Segment Start: DATASET EXTRACT

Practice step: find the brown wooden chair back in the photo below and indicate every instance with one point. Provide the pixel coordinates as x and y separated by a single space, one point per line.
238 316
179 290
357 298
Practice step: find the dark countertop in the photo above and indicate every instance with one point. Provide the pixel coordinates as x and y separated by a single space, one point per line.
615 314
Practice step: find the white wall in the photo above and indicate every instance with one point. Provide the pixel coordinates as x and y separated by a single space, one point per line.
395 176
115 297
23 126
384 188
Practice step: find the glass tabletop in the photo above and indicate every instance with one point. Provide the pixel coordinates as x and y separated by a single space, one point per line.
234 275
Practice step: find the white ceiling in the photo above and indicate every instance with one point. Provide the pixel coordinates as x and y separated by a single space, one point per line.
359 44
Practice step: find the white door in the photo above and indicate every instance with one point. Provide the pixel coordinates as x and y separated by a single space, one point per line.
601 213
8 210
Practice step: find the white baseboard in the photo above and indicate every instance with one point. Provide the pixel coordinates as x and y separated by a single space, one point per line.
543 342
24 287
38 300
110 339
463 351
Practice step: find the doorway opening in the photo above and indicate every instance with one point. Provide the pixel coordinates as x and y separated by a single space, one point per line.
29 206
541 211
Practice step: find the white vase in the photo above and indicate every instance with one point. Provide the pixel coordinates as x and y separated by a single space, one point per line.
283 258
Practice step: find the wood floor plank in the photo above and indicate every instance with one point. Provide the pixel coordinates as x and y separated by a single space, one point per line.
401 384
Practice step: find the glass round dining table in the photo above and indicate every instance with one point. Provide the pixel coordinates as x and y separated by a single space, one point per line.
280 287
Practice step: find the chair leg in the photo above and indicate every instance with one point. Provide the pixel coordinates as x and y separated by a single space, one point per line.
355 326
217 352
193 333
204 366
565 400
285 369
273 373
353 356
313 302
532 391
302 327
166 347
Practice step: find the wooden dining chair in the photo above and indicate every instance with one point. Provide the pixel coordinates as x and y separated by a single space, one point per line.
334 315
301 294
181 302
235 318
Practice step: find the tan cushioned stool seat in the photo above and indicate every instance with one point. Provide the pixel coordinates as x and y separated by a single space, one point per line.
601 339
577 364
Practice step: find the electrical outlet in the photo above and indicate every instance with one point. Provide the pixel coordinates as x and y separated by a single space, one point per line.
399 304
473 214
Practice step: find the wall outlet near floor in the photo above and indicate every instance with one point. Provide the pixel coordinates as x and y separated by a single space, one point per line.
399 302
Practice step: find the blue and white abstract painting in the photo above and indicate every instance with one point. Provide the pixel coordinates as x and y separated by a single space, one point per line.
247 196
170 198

Segment End: DATASET EXTRACT

• [ACTION ITEM]: Print exactly the stretch of lines beginning with the one that holds "Practice step: find the electrical" and ending at the last line above.

• [TASK OUTPUT]:
Practice step: find the electrical outlet in the photo above and indicate every instance with one point. Provide the pixel coordinates as x and y separated by a single space, one point per line.
399 304
473 214
Practice step: find the wall outlet near floor in the photo above and indicate every instance with one point. Provide the pixel coordinates as x and y separated by a single space, one point per line.
399 302
Practice step: find the blue and white abstract painting in the photo above and indicate every instance with one point. Provide the pixel coordinates as x and y separated by a single space, one point per line.
247 196
170 198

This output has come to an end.